■ **提示文**
========================
2022年12月31日~2023年1月6日の期間、早稲田松竹で「清水宏特集」が開催される。

清水宏監督特集 | 早稲田松竹 official web site | 高田馬場の名画座

上映される4本の作品の中から今回は『風の中の子供』(1937)を紹介しよう。

 

児童文学者・坪田譲治が「東京朝日新聞」に連載した同名小説を映画化した清水宏の代表作。子どもたちの日常を生き生きと綴り、父親が困難に陥った際の兄弟愛を抒情豊かに描いている。清水映画を象徴する子役・爆弾小僧(横山準)の腕白ぶりが見事だ。

1938年のヴェネチア国際映画祭に出品され、賞は逃したものの高い評価を受けた。  

 

目次

映画『風の中の子供』作品情報

©1937 松竹

1937年/86分/35mm/白黒/松竹大船 ©1937 松竹

監督・脚本:清水宏 原作:坪田譲治 脚本:斎藤良輔 撮影:斎藤正夫 美術:江坂実、岩井三郎 音楽:伊藤宜二 

出演:河村黎吉、吉川満子、葉山正雄、爆弾小僧、坂本武、岡村文子、末松孝行、長船タヅコ、突貫小僧、アメリカ小僧

映画『風の中の子供』あらすじ・感想

映画『風の中の子供

(※結末に触れています)

下校する子供たちの後ろ姿で映画は始まる。次いでカメラは前にまわって、一定の距離をあけた引きの構図で歩いている子供たちを映すのだが、実はこれ、馬が引く荷車が子供たちの前にいて、そこにカメラを置いて取っている。

荷車の後ろの部分が見えて、子供たちが走ってきて荷台に乗り込む。荷台にのった子供たちの会話。車の引き手の大人が振り向いて子供たちは降ろされてしまう。

 

家に帰ってご飯を食べている母と子供たち。弟・三平(突貫小僧)は通信簿で叱られ、兄・善太(葉山正雄)と一緒に勉強するように言われる。兄と弟は小さな机を2つ隣同士に並べて座っている。その後姿をとらえながら、優等生の兄と腕白な弟の対比がなされる。兄弟はなにかと言えばけんかをし、口のたつ弟に兄が「バカバカバカバカ」と叫ぶシーンが何度も出てきて思わず笑ってしまう。
========================
■ **記録データ**
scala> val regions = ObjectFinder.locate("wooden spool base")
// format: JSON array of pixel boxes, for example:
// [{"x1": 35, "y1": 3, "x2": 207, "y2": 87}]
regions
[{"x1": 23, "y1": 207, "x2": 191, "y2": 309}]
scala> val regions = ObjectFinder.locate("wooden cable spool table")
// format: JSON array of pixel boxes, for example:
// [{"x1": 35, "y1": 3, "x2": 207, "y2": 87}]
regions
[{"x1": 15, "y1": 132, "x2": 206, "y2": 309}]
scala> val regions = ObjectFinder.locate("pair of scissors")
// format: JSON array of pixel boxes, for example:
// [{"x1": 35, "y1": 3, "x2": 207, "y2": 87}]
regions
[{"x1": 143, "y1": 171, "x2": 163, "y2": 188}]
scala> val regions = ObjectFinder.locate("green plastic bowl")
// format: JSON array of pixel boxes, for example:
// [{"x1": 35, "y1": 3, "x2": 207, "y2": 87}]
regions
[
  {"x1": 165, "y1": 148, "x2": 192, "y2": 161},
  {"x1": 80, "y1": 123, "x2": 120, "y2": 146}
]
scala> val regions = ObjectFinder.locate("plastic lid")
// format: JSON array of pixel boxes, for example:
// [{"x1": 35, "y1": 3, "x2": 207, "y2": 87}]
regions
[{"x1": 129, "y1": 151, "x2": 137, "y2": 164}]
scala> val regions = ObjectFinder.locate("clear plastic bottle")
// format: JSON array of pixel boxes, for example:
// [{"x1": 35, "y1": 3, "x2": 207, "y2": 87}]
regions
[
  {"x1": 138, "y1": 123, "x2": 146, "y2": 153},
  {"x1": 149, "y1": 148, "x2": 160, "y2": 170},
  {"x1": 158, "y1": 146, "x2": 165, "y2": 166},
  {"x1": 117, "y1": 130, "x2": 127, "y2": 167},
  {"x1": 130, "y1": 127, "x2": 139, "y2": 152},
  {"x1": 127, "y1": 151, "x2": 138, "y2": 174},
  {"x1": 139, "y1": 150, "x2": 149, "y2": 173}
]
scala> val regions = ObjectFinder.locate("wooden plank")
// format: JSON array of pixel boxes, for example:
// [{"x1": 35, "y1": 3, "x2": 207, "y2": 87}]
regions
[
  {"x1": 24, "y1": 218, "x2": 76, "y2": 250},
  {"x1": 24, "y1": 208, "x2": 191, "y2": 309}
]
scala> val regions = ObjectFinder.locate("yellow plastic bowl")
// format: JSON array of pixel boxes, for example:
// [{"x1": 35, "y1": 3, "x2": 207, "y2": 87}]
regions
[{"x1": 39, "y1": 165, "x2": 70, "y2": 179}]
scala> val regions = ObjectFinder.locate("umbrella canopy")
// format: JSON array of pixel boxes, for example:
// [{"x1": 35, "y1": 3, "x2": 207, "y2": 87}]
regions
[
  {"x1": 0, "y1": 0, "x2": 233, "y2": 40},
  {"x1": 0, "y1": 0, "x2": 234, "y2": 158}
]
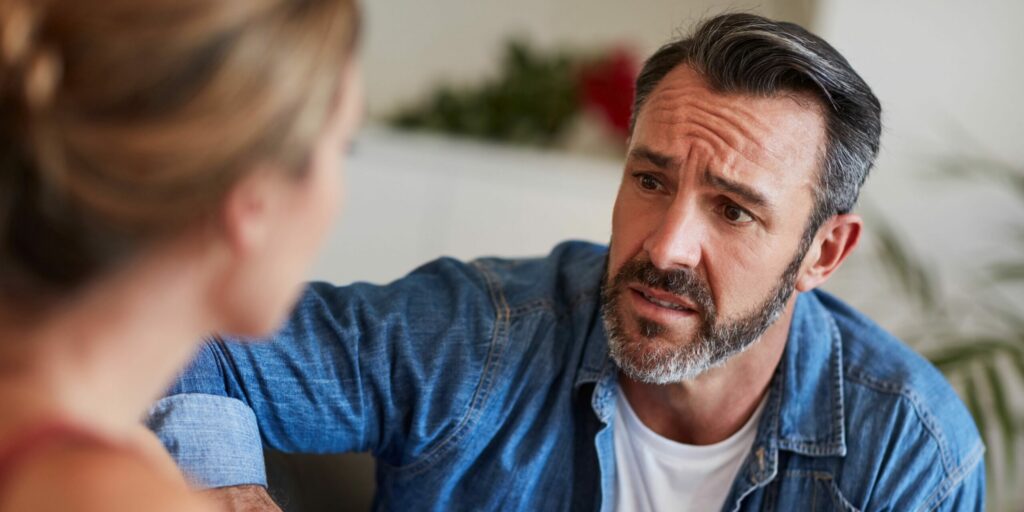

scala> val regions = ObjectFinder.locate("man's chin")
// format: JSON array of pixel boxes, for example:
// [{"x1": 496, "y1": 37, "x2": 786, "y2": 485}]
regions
[{"x1": 611, "y1": 337, "x2": 707, "y2": 384}]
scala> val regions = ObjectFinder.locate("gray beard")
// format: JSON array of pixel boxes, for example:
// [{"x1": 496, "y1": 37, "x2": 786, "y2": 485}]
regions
[{"x1": 601, "y1": 247, "x2": 807, "y2": 384}]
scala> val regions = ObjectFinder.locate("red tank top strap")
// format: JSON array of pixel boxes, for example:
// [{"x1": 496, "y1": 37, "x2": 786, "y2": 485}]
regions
[{"x1": 0, "y1": 421, "x2": 112, "y2": 496}]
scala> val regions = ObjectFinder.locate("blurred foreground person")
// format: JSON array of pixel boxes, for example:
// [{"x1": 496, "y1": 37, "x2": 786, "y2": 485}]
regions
[
  {"x1": 0, "y1": 0, "x2": 361, "y2": 511},
  {"x1": 151, "y1": 14, "x2": 985, "y2": 512}
]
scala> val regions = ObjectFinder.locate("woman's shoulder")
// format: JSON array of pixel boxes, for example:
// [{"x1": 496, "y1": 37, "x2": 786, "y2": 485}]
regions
[{"x1": 0, "y1": 434, "x2": 214, "y2": 512}]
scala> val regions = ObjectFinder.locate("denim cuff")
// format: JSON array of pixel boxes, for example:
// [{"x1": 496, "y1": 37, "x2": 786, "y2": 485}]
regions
[{"x1": 145, "y1": 393, "x2": 266, "y2": 488}]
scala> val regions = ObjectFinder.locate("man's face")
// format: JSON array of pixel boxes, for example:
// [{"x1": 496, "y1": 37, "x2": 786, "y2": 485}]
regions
[{"x1": 602, "y1": 66, "x2": 825, "y2": 384}]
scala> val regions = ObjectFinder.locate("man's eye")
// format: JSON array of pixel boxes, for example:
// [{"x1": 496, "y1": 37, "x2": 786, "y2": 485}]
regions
[
  {"x1": 637, "y1": 174, "x2": 662, "y2": 190},
  {"x1": 722, "y1": 205, "x2": 754, "y2": 224}
]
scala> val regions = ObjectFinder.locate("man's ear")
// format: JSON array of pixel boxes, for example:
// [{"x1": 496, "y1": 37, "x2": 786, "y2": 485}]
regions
[
  {"x1": 221, "y1": 170, "x2": 275, "y2": 256},
  {"x1": 796, "y1": 213, "x2": 863, "y2": 292}
]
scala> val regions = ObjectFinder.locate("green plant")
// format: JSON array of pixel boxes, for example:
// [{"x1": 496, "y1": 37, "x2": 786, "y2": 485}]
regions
[{"x1": 871, "y1": 158, "x2": 1024, "y2": 507}]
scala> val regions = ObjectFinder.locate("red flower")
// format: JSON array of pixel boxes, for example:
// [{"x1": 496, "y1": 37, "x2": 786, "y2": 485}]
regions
[{"x1": 579, "y1": 48, "x2": 639, "y2": 139}]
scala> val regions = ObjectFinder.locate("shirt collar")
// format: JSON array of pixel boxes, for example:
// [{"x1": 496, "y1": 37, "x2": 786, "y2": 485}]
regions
[{"x1": 774, "y1": 292, "x2": 846, "y2": 457}]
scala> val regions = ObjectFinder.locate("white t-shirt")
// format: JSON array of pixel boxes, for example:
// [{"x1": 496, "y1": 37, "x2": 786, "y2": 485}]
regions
[{"x1": 613, "y1": 387, "x2": 765, "y2": 512}]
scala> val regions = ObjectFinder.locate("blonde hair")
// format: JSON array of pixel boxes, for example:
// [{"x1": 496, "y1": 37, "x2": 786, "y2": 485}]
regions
[{"x1": 0, "y1": 0, "x2": 358, "y2": 300}]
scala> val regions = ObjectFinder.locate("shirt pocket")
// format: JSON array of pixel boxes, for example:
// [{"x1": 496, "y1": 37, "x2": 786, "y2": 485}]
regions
[{"x1": 766, "y1": 471, "x2": 860, "y2": 512}]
========================
■ **作業内容**
映画『風の中の子供』を紹介する上の文章を、最後の文に続けて書き進めてください。

■ **解答**
 

母が父に弁当を届けに行くよう善太に委ねると、三平は自分が行く!と主張する。が、勉強するように言われ外へ出してもらえない。一人で机に向かい大声で教科書を読み始めるが、次のカットでは彼の姿は既になくなっている。

「あ~ああ〜〜」、ターザンの如く、声を出すと、あちらこちらから子供たちが集まってきて、皆、走り出す。ふんどしいっちょうになって川に威勢よく入っていく子供たち。一人の少年がふんどしをつけていないから川に入れないと言ってズボンを引き上げながら逃げて行くと、彼を追いかけて子供たちは一斉に走る。大きな木に登っている兄を見て、負けじと自分も登ろうとするが力が足りない弟。元気な子供たちの姿が生き生きと描かれていく。

しかし、そんな中、善太と三平の父が会社の合併の際に不正行為をしたという疑いで警察に連行されてしまう。

工場で抜け殻のようになって動かない父の傍で不安そうな弟や、自宅でうなだれる母を遠回しに見守る兄弟など、幼い子が感じるただならぬ不安の渦が丁寧に描かれている。手前に部屋でうなだれて座っている母を配し、庭に立って母を見つめている兄弟、さらに奥には物見遊山で覗きこんでいる近所の子供たちというショットのあと、カメラは子供たちの背中に回って、奥にうなだれた母を配置する。

「あーああー」、弟の役割は他の子供に奪われてしまい、兄弟は孤立し、二人ぼっちになってしまうが、彼らの幼いながらの懸命さに思わずもらい泣きしそうになる。

といっても、清水の演出はただ、兄弟のやりとりを引き気味のカメラで見守るだけで、お涙頂戴の演出などがあるわけではない。このあと、三平は親戚の家に引き取られていくのだが、そこで彼が巻き起こすてんやわんやはお涙頂戴とは正反対のコミカルな武勇伝だ。それも、別に彼がわざわざそれを意識してやったわけではなく、彼の普通の行動が大人たちをきりきりまいさせてしまう。とにかく腕白なのだ。元気なのだ。

「木の上に登ったり、たらいに乗って川を渡ったり、河童に会いに行ったり、曲馬団の練習をしたり」というようなことをするんだけど、これはまさに大人の口から別の大人に伝えることにより「武勇伝」となるだけで本人にとっては特別な冒険をしたわけではない。叔父があわてて馬で駆けてくるところからみても、弟の行動範囲の広さが伝わってくる。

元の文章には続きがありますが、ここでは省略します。